◆ **ОТРЫВОК**:
────────
10 июня 1938 года было издано постановление Политбюро о переселении китайцев с Дальнего Востока в Синьцзянь{Самая западная провинция Китая, которая в период с 1921 по 1949 год была буферной зоной между двумя государствами, где власть китайского правительства существовала лишь де-юре.}. В нем указывалось, что переселение должно быть добровольным, но при этом подчеркивалось, что арестованные китайцы (кроме осужденных советским судом) подлежали принудительной высылке вместе со своими семьями и имуществом. Согласно дошедшей до наших дней статистике, после принятия постановления в течение двух месяцев было освобождено 2853 китайца, умерло в заключении не менее 100 человек и было расстреляно свыше 750 человек, выселено – 7130 человек.

Китайцы, не пожелавшие вернуться на родину и принявшие советское гражданство, были отправлены в Хабаровск и в Казахстан. Проведение этих мероприятий официально обосновывалось заботой о безопасности советских границ, но в итоге вызвало международное осуждение как репрессии.

23 ноября 1938 года глава НКВД Ежов написал «дорогому тов. Сталину» письмо, в котором пытался оправдаться в недостаточной бдительности на прежнем посту. Это произошло после разговора Ежова с самим вождем, а также с Молотовым и Ворошиловым в тот же день. В письме Ежов признавался, что весной 1938 года, когда он, оставаясь наркомом внутренних дел, получил еще и назначение в наркомат водного транспорта, то забросил дела в НКВД и два месяца не появлялся на службе, поскольку «запарился во множестве текущих дел». А в это время его заместитель Фриновский «оттягивал чистку» и потворствовал врагам народа.

Ежов – Сталину

Дорогой тов. Сталин!

23-го ноября после разговоров с Вами и с т. т. Молотовым и Ворошиловым я ушел еще более расстроенным. Мне не удалось в сколь-нибудь связной форме изложить и мои настроения, и мои грехи перед ЦК, перед Вами. Получилось нескладно. Вместо облегчения еще более тяжелый осадок недосказанного, недоговоренного. Чувство, что недоверие, которое совершенно законно возникло у Вас против меня, не рассеялось, а, может быть, стало даже большим. Решил поэтому написать. Когда пишешь, получается продуманнее и систематичнее.
────────
◆ **ЗАПИСАННЫЕ СВЕДЕНИЯ**:
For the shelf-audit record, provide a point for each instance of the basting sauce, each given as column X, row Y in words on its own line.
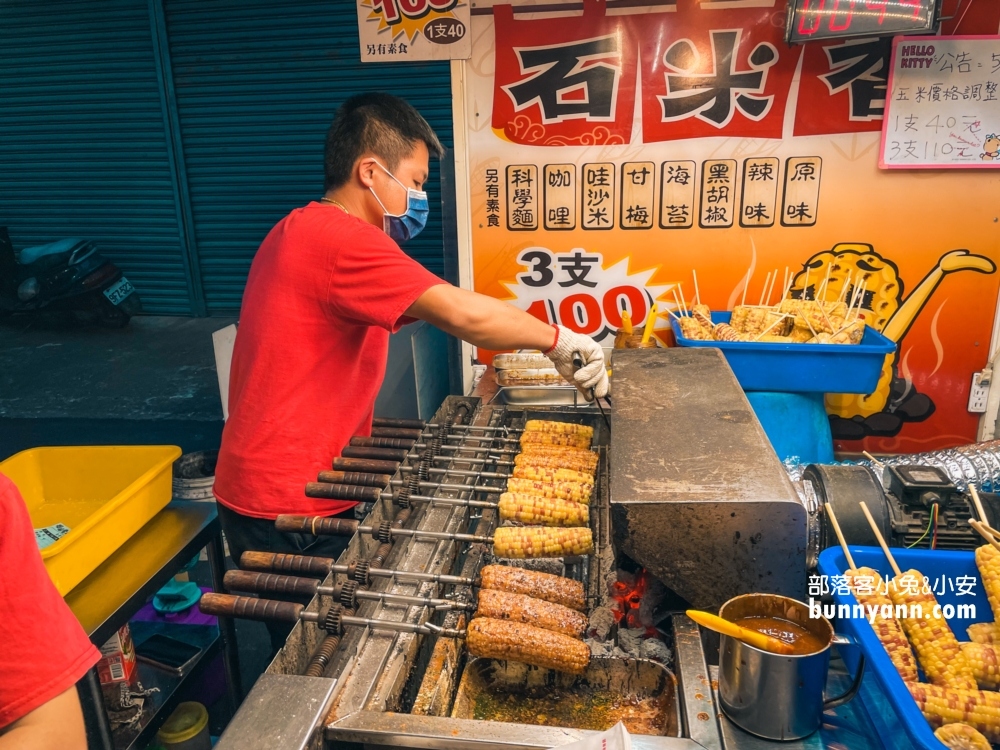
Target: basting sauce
column 802, row 641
────────
◆ **ПИСЬМЕННОЕ ЗАДАНИЕ A**: Сколько человек, согласно отрывку, было выселено в течение двух месяцев после принятия постановления Политбюро?
◆ **ПИСЬМЕННОЕ ЗАДАНИЕ B**: Перепишите из отрывка без изменений фрагмент от «Дорогой тов. Сталин!» до «продуманнее и систематичнее.».
◆ **ПИСЬМЕННОЕ ЗАДАНИЕ C**: Продолжите отрывок с письмом Ежова Сталину, начав сразу после его последнего предложения.

◆ **РЕЗУЛЬТАТ ЗАДАНИЯ A**: 7130 человек.

◆ **РЕЗУЛЬТАТ ЗАДАНИЯ B**:
Дорогой тов. Сталин!

23-го ноября после разговоров с Вами и с т. т. Молотовым и Ворошиловым я ушел еще более расстроенным. Мне не удалось в сколь-нибудь связной форме изложить и мои настроения, и мои грехи перед ЦК, перед Вами. Получилось нескладно. Вместо облегчения еще более тяжелый осадок недосказанного, недоговоренного. Чувство, что недоверие, которое совершенно законно возникло у Вас против меня, не рассеялось, а, может быть, стало даже большим. Решил поэтому написать. Когда пишешь, получается продуманнее и систематичнее.

◆ **РЕЗУЛЬТАТ ЗАДАНИЯ C**:
1. О настроениях. Они в основном определялись следующими причинами:

а) После назначения меня в Н[ар]комвод в апреле месяце 1938 г. я целиком окунулся в работу Наркомата. Началась навигация при полном провале зимнего судоремонта (к началу навигации вышло не более 40 % судов, многие из них становились на повторный ремонт) – все это заставило меня отдавать почти все время Наркомводу. Во всяком случае, с 13 апреля ровно два месяца я почти не ходил в НКВД. Через месяц я уже почувствовал нелады в работе НКВД. Все поплыло самотеком и в особенности следствие. Фриновский никогда не был полноценным замом, а здесь это сказалось вовсю. Я этого не скрывал и перед ним. Говорил в глаза. Заставлял заниматься всеми делами Наркомата, а не только ГУГБ. Практически из этого ничего не вышло. Помнится, я говорил об этом с Молотовым, однажды при Вашем очередном звонке ко мне в кабинет – говорил Вам.

Особенно, однако, чувствовалось тогда, что аппарат НКВД еще не дочищен. Я об этом также не однажды говорил Фриновскому. Просил его заняться чисткой. Просил без конца у Маленкова человека на кадры. Фриновский чистку оттягивал тоже ссылкой на отсутствие проверенного кадровика и ждал его прихода. Однажды раздраженно в присутствии многих, и Фриновского в том числе, я потребовал личные дела сотрудников тогдашнего 4-го отдела, чтобы заняться этим самому. Конечно, из этого ничего не вышло. Опять запарился во множестве текущих дел, а личные дела сотрудников продолжали лежать. Должен для справедливости сказать, что кое-что я и в это время подчищал, и подчищал немало. Однако за следствием не следил, а оно оказалось в руках предателей.

Все это перегружало и без того перегруженную нервную систему. Стал нервничать, хватался за все и ничего не доводил до конца. Чувствовал, что Вы недовольны работой Наркомата. Это еще ухудшало настроение.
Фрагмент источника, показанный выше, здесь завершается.